STORED DATA:

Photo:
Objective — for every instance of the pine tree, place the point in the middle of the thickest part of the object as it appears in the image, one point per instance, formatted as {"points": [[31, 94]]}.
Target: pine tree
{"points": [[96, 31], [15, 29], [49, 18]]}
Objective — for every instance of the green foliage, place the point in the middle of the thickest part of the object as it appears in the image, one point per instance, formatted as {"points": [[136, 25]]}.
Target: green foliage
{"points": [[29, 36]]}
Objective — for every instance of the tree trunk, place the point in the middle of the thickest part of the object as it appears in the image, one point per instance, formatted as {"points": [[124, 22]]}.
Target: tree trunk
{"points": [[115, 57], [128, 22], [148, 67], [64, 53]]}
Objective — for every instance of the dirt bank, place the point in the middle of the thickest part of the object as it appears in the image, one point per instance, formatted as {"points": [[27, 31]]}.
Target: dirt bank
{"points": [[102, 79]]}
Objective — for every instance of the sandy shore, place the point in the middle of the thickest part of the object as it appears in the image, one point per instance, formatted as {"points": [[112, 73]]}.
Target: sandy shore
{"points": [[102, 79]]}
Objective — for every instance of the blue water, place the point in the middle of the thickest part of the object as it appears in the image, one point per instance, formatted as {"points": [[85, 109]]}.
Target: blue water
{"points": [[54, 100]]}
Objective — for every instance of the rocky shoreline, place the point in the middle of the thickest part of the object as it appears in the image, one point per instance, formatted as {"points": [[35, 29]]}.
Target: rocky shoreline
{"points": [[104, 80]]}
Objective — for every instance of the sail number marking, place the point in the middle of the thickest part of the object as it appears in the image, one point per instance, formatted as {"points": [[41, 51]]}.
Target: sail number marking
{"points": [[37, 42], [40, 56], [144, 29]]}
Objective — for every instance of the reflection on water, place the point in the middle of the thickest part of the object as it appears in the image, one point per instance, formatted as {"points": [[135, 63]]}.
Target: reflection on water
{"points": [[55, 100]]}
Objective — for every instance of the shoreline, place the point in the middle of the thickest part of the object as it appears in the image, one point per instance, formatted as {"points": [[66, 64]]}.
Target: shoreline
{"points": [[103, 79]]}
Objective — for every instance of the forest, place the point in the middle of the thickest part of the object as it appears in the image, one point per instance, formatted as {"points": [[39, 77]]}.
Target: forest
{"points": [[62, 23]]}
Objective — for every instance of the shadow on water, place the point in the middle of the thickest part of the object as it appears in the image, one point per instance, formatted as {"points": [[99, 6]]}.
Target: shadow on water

WORK ORDER: A faithful copy of the lines from the line containing "Target: forest" to the end of the data should be set down, both ends included, and nothing more.

EXERCISE OUTPUT:
Target: forest
{"points": [[62, 23]]}
Objective — for every instance of the shadow on water, place the point in the middle of the thickest part of the object as it appears in the image, one point per instance, formatted as {"points": [[99, 6]]}.
Target: shadow on water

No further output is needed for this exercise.